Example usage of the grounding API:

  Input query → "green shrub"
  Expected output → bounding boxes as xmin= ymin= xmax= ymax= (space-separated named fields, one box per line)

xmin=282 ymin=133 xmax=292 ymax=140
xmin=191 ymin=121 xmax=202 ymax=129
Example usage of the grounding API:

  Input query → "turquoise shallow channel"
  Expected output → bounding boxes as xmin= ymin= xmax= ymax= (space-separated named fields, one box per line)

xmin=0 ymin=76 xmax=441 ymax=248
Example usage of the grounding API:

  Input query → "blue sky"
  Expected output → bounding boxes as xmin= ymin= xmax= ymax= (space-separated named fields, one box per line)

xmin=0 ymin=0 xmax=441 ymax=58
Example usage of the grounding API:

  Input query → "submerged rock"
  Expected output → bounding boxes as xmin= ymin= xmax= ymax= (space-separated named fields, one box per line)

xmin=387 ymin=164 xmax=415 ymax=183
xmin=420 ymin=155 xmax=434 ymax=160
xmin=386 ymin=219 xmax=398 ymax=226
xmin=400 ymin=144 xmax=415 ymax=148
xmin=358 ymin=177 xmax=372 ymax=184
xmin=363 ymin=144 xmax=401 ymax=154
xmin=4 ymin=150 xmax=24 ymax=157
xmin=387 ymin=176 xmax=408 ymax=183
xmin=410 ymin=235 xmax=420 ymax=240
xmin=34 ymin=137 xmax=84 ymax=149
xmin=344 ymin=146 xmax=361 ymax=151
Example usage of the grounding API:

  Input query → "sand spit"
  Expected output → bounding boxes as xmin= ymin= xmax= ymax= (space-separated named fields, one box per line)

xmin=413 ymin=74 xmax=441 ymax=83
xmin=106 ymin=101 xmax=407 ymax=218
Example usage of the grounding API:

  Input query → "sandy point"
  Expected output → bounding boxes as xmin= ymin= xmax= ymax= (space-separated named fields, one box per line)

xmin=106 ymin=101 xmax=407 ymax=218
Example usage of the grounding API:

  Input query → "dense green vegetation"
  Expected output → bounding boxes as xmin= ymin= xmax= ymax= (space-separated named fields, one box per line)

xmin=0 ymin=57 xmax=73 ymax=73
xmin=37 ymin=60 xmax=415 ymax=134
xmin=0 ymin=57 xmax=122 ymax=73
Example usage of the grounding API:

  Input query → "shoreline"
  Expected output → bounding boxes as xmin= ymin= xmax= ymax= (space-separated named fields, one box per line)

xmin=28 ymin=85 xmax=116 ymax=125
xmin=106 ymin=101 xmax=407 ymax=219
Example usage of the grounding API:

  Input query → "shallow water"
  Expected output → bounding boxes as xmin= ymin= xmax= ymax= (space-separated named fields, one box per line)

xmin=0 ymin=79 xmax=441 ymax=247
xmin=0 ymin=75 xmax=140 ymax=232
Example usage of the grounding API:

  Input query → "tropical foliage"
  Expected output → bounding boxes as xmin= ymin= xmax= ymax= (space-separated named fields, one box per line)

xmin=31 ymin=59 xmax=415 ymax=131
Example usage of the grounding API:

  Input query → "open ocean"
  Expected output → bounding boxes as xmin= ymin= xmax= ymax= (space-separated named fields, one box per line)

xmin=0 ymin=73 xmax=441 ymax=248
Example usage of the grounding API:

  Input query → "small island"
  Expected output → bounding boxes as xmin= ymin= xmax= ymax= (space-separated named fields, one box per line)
☆ ☆ ☆ ☆
[EXERCISE OBJECTIVE]
What do the records say? Quote them all exactly.

[CORRECT OUTPUT]
Example usage of the grounding API:

  Input query → "green shrub"
  Expected output → bounding boxes as xmin= ymin= xmax= ymax= (space-separated named fields, one box per line)

xmin=282 ymin=133 xmax=292 ymax=140
xmin=191 ymin=121 xmax=202 ymax=129
Example usage of the grounding API:

  Input query → "turquoise shallow channel"
  Expected output → bounding boxes as xmin= ymin= xmax= ymax= (space-separated named fields, one box per line)

xmin=0 ymin=76 xmax=441 ymax=248
Example usage of the grounding API:

  Input query → "blue sky"
  Expected output → bounding boxes as xmin= ymin= xmax= ymax= (space-separated named fields, one box per line)

xmin=0 ymin=0 xmax=441 ymax=58
Example usage of the grounding API:

  Input query → "submerged rock"
  Expected output → bounding boxes as xmin= ymin= xmax= ymax= (space-separated named fields, one box per line)

xmin=387 ymin=164 xmax=415 ymax=183
xmin=420 ymin=155 xmax=434 ymax=160
xmin=386 ymin=219 xmax=398 ymax=226
xmin=400 ymin=144 xmax=415 ymax=148
xmin=358 ymin=177 xmax=372 ymax=184
xmin=363 ymin=144 xmax=401 ymax=154
xmin=4 ymin=150 xmax=24 ymax=157
xmin=387 ymin=176 xmax=408 ymax=183
xmin=410 ymin=235 xmax=420 ymax=240
xmin=34 ymin=137 xmax=84 ymax=149
xmin=344 ymin=146 xmax=361 ymax=151
Example usage of the grounding API:

  Input query → "sand spit"
  Expected output → bounding boxes as xmin= ymin= xmax= ymax= (space-separated named fields, one box per line)

xmin=413 ymin=74 xmax=441 ymax=83
xmin=106 ymin=101 xmax=407 ymax=218
Example usage of the grounding API:

  Input query → "sandy point"
  Expected output → bounding boxes as xmin= ymin= xmax= ymax= (space-separated named fields, one box per line)

xmin=106 ymin=101 xmax=407 ymax=218
Example usage of the grounding API:

  Input query → "dense green vegetation"
  Expected output → bounding boxes as xmin= ymin= xmax= ymax= (space-separated named fields, one box per line)

xmin=0 ymin=57 xmax=73 ymax=73
xmin=37 ymin=60 xmax=415 ymax=134
xmin=0 ymin=57 xmax=122 ymax=73
Example usage of the grounding API:

  Input query → "shoreline"
  Expected output → bounding boxes as xmin= ymin= xmax= ymax= (space-separated named fields, one box per line)

xmin=28 ymin=85 xmax=116 ymax=125
xmin=106 ymin=101 xmax=407 ymax=219
Example usage of the grounding API:

  Input query → "shallow water"
  Expected output → bounding boxes as xmin= ymin= xmax= ymax= (space-separated named fields, one box per line)

xmin=0 ymin=79 xmax=441 ymax=247
xmin=0 ymin=75 xmax=140 ymax=232
Example usage of the grounding API:

  Input query → "tropical foliage"
  Expected output → bounding boxes as xmin= ymin= xmax= ymax= (space-separated named fields, one box per line)

xmin=31 ymin=59 xmax=415 ymax=131
Example usage of the grounding API:

  Input query → "open ocean"
  Expected output → bounding boxes as xmin= ymin= xmax= ymax= (space-separated named fields, one box per line)

xmin=0 ymin=73 xmax=441 ymax=248
Example usage of the grounding API:

  Input query → "small island"
  Expected output → bounding boxes as xmin= ymin= xmax= ymax= (space-separated named fields, one box per line)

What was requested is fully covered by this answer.